### Short task 1
Write out the passage on written description law, starting at the words "The actual inventive" and stopping after "to be seen.".

### Page text
* * *

It is interesting to note that although this panel of the court states that it is sufficient that one skilled in the art can “visualize or recognize” the invention, the court failed to mention the 2010 Federal Circuit case of Goeddel v. Sugano, which states (in the context of a constructive reduction to practice in an interference) that “envisioning” an invention may not be sufficient (see, Goeddel v. Sugano:  What’s The Difference Between “Envisioning” An Invention And Being “In Possession” Of The Invention?)

So, What is the Law Now?

In my view, this case does very little to clarify the law of written description.  There seems to be a trend at the Federal Circuit that a patent should not be able to validly encompass significant developments which are made years after the patent application was filed.  This trend is reflected in the following statement:

The actual inventive work of producing a human variable region was left for subsequent inventors to complete.  The scope of Centocor’s rights to exclude cannot “overreach the scope of [its] contribution to the field of art as described in the patent specification”.

The Federal Circuit seems very willing to set aside jury verdicts on the issue of written description for lack of substantial evidence to support the verdict, despite the fact that conflicting testimony was submitted to the jury and the jury resolved the issue in favor of the patent owner.  How this and other written description cases will affect the treatment of patent applications at the PTO by Examiner’s remains to be seen.

* * *

### Short task 2
From the listing, extract every line that contains the string "goose". Case counts.

Part of a data file:
* * *

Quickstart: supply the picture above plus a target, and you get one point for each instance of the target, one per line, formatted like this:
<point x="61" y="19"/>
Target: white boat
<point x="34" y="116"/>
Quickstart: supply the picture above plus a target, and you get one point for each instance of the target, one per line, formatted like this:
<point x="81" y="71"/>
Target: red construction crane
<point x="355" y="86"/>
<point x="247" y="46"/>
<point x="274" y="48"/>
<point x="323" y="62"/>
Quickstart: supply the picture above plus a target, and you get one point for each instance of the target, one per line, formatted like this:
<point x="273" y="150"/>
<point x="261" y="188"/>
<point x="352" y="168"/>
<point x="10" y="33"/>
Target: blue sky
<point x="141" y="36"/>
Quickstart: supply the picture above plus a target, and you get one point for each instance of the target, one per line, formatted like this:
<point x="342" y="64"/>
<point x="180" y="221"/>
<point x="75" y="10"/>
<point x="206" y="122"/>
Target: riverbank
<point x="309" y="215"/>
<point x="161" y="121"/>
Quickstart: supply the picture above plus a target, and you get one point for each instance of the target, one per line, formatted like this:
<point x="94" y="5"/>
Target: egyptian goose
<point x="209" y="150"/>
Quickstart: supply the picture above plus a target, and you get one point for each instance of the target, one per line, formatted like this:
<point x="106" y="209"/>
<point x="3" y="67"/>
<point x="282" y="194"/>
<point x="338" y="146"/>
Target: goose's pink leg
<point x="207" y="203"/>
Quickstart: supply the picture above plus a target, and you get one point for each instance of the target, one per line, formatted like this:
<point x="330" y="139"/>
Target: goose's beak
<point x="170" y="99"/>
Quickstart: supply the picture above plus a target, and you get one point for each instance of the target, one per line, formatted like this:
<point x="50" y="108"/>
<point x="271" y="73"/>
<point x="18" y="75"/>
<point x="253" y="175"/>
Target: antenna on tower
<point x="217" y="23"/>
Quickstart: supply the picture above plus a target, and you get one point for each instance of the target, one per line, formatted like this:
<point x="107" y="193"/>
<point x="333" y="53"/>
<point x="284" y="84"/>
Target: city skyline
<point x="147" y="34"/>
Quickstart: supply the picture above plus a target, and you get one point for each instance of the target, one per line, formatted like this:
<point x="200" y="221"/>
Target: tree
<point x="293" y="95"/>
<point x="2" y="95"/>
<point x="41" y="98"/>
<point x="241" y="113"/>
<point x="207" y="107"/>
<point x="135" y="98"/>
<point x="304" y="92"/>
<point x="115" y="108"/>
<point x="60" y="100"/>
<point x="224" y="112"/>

* * *

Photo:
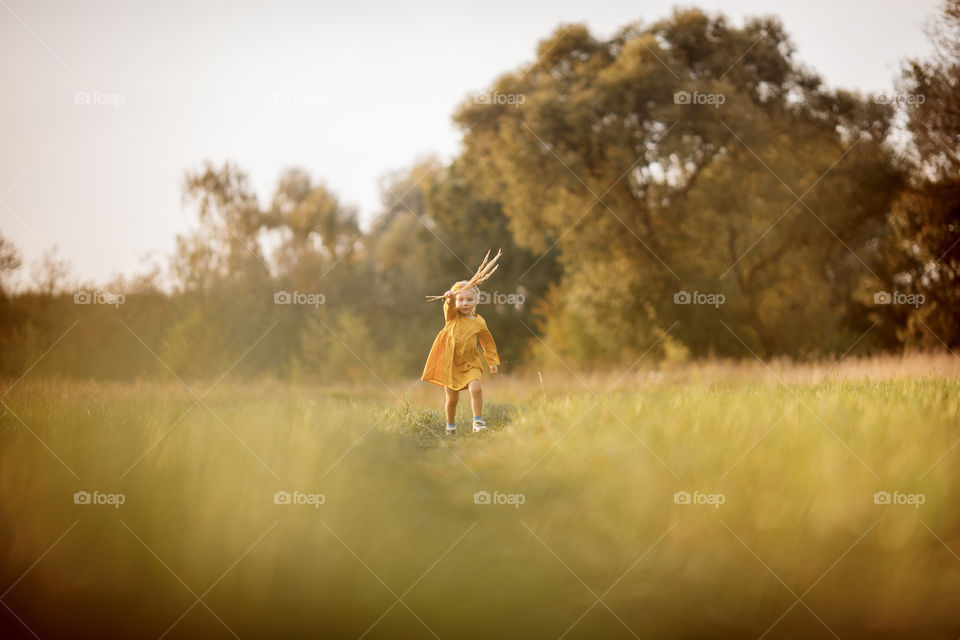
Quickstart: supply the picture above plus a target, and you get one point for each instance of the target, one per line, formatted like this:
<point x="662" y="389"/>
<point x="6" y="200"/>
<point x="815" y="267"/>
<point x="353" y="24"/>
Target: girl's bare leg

* * *

### Correct output 1
The actual inventive work of producing a human variable region was left for subsequent inventors to complete.  The scope of Centocor’s rights to exclude cannot “overreach the scope of [its] contribution to the field of art as described in the patent specification”.

The Federal Circuit seems very willing to set aside jury verdicts on the issue of written description for lack of substantial evidence to support the verdict, despite the fact that conflicting testimony was submitted to the jury and the jury resolved the issue in favor of the patent owner.  How this and other written description cases will affect the treatment of patent applications at the PTO by Examiner’s remains to be seen.

### Correct output 2
Target: egyptian goose
Target: goose's pink leg
Target: goose's beak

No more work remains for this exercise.